Summary of Federal Tax Law Changes for 2008 - 2017


Tax breaks in recent tax-relief bills were designed to be phased in over a number of years, or are indexed to inflation. This article explains the changes scheduled to come into effect through 2017 to help you determine how these tax laws affect your long-term plans.

Tax Year Changes

2008 2010 2011 2011 2013 2017


Starting in 2011
Higher Tax Rates

Beginning in 2011, tax rates in effect prior to 2001 spring back into effect. The top income tax rate returns to 39.6 percent, and the special low 10 percent bracket is eliminated. Whether this will actually happen will be at the heart of a spirited battle in Congress.

Estate Tax Revived

For individuals dying after 2011, the federal estate tax returns with a $1,000,000 exemption and a 50 percent maximum rate. This assumes that Congress allows the estate tax to disappear in 2011, which is unlikely.

Increase in Capital Gains and Dividend Tax Rates

The tax rate reductions for long-term capital gains and dividends is scheduled to expire this year.

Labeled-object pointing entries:
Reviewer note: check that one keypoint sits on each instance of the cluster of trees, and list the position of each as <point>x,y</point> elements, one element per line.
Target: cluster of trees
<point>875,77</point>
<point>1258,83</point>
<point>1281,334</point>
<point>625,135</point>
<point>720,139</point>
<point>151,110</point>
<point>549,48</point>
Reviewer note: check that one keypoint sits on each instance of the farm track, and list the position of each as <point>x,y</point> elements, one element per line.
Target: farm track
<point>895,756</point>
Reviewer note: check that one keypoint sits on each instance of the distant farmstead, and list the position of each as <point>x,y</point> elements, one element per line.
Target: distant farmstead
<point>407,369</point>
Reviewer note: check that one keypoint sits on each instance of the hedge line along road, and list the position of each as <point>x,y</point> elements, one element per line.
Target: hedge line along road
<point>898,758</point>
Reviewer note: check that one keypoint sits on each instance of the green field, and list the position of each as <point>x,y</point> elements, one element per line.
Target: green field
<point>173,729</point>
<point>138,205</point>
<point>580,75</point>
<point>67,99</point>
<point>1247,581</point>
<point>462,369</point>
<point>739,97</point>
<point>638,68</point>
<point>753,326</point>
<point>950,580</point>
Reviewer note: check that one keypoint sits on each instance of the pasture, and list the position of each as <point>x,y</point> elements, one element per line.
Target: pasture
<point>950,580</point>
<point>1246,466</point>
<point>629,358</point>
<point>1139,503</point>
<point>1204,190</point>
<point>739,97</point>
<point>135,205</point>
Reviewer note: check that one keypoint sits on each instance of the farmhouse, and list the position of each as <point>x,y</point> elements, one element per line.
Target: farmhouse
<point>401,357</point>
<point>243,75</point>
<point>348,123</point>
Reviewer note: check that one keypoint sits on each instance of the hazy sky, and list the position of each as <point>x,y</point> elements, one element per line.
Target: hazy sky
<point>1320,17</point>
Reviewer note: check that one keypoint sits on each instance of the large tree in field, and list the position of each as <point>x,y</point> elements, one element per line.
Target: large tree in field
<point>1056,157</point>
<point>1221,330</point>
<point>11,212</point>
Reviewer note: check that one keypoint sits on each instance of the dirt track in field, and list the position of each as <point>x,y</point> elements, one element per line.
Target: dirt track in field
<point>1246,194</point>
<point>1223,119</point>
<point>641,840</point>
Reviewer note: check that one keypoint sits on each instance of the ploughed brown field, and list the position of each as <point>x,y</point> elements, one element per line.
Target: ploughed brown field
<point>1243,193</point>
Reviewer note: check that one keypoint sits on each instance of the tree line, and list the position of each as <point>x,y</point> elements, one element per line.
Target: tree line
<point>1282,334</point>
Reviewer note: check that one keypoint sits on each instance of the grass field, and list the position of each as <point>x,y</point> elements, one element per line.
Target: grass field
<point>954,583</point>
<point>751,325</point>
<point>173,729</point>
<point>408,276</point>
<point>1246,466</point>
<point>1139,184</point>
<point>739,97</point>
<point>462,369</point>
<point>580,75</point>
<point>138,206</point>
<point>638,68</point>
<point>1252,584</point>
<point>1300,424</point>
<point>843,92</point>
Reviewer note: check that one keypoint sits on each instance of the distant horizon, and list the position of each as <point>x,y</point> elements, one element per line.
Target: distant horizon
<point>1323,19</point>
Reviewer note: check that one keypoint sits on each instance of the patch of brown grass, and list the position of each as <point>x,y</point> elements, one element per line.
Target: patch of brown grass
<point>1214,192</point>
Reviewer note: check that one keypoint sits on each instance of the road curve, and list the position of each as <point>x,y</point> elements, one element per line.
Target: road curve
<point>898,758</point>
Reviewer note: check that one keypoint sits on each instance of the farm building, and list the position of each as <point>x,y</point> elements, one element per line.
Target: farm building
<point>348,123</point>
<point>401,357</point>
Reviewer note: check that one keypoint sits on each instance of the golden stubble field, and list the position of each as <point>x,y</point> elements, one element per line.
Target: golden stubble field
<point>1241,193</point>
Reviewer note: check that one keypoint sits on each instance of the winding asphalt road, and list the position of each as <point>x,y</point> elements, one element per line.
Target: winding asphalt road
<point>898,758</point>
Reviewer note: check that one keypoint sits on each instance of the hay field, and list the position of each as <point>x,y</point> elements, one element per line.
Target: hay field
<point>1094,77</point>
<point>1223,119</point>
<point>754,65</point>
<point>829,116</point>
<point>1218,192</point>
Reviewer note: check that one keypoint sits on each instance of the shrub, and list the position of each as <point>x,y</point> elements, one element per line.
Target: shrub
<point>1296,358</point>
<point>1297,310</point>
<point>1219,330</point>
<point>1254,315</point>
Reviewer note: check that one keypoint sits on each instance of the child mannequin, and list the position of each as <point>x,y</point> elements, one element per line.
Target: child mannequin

▸ **Exercise requirements**
a - Restate the part of the federal tax law summary that begins at the words "Tax breaks in" and stops after "your long-term plans.", swapping "inflation" for "the cost of living".
b - Write what comes next in the summary of federal tax law changes, picking up after its final sentence.

▸ **Results for the exercise**
a -
Tax breaks in recent tax-relief bills were designed to be phased in over a number of years, or are indexed to the cost of living. This article explains the changes scheduled to come into effect through 2017 to help you determine how these tax laws affect your long-term plans.

b -
In 2011, the maximum long-term capital gains tax rate goes back up to 20 percent from 15 percent. A lower 10 percent tax rate is used by individuals who are in the 15 percent tax bracket. Their long-term capital gains had been tax-free since 2008.
In 2011, dividend income (other than capital gain distributions from mutual funds) is taxed as ordinary income at your highest marginal tax rate.
Child Tax Credit

The credit of $1,000 per eligible child reverts to $500 after 2011. After 2011, none of the child tax credit will be refundable to taxpayers unless their earned income is more than $12,550. This is one of the many Bush tax cuts currently scheduled to expire after 2011.

Payroll Tax Credit

Starting in 2011, the partial credit for payroll taxes paid is no longer available.

Decreased Section 179 Expense Deduction

Taxpayers who purchase qualifying business property may elect to deduct the cost of the property (new or used) in the year that it is placed in service. This is referred to as a Section 179 deduction. In 2010 and 2011, the maximum amount of property that may be taken as a Section 179 deduction is $125,000, as indexed for inflation. In 2011 and future years, the maximum deduction drops to $25,000.

College Savings Plans

Beginning in 2011, 529 Plans can no longer be tapped tax-free to pay for a computer or Internet access.

Tax Credit for College Tuition

The Hope credit is again limited to the first two years of college and is capped at $1,800. None of the credit is refundable if it is more than your regular income tax liability.

Earned Income Tax Credit (EITC)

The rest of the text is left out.